Direction a >>
Count the lines in the listing that contain the word "flower", treating uppercase and lowercase as different. Give only the number.
--- Extract ---
Angelillo, Janet : Teachers College Reading and Writing Project, Columbia University
Janet Angelillo is a literacy consultant who has worked throughout the US and Canada. She was a senior staff
developer for the Teachers College Reading and Writing Project, and worked beside teachers in New York City schools
and the surrounding suburbs. She has taught advanced sections and given keynote addresses at both the Teachers
College Summer Institutes and other institutes around the country, and she has presented at many conferences, including
NCTE and the New York State Reading Association.
A classroom teacher for many years, Janet taught upper grades and middle school in NYC and the suburbs. She is
a doctoral student at Teachers College, and the author of several articles on writing, as well as two books, Writing
About Reading: From Book Talk to Literary Essays in Grades 3-8 (Heinemann), and A Fresh Approach to Teaching Punctuation:
Helping Young Writers Use Conventions with Precision and Purpose (Scholastic).
---
Direction b >>
Translate this sentence from the profile above into Spanish: "Janet Angelillo is a literacy consultant who has worked throughout the US and Canada."
--- Given information ---
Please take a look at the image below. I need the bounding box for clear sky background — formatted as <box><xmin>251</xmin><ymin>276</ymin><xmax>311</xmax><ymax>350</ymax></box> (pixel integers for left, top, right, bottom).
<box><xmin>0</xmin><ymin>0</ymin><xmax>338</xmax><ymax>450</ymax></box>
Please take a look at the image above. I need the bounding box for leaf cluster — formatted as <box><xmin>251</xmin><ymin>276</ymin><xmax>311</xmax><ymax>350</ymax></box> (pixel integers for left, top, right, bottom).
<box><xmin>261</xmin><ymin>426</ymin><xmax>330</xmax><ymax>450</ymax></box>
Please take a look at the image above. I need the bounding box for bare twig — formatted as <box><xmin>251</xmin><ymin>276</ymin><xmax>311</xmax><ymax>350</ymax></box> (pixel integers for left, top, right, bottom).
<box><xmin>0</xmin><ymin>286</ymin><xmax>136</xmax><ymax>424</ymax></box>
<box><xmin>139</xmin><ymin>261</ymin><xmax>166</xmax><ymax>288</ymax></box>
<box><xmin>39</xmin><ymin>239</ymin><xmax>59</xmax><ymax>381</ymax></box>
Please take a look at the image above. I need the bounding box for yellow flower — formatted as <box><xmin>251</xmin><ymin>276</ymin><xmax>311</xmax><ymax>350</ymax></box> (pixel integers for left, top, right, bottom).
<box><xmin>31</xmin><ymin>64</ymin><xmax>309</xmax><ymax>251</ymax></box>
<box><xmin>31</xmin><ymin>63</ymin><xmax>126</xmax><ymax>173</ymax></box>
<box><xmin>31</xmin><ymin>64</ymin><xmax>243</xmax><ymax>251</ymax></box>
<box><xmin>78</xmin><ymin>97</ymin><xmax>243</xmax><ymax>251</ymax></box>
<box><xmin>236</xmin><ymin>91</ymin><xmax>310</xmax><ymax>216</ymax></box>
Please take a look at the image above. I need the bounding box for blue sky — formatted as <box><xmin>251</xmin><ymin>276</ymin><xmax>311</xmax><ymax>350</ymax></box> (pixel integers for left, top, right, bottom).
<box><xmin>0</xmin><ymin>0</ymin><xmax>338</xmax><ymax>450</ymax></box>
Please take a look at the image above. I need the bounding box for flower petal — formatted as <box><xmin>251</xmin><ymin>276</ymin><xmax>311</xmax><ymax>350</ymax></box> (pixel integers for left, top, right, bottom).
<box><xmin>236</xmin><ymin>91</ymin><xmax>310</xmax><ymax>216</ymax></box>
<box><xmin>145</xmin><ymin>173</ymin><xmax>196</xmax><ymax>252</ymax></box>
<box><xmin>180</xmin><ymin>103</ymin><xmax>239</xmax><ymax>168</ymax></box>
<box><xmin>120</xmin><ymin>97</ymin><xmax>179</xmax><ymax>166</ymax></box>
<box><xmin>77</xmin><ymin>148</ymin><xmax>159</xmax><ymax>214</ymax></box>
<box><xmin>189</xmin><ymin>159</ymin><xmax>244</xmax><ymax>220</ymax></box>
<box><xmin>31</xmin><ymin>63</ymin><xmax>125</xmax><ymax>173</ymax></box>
---
Written solution a >>
2

Written solution b >>
Janet Angelillo es una consultora de alfabetización que ha trabajado en todo Estados Unidos y Canadá.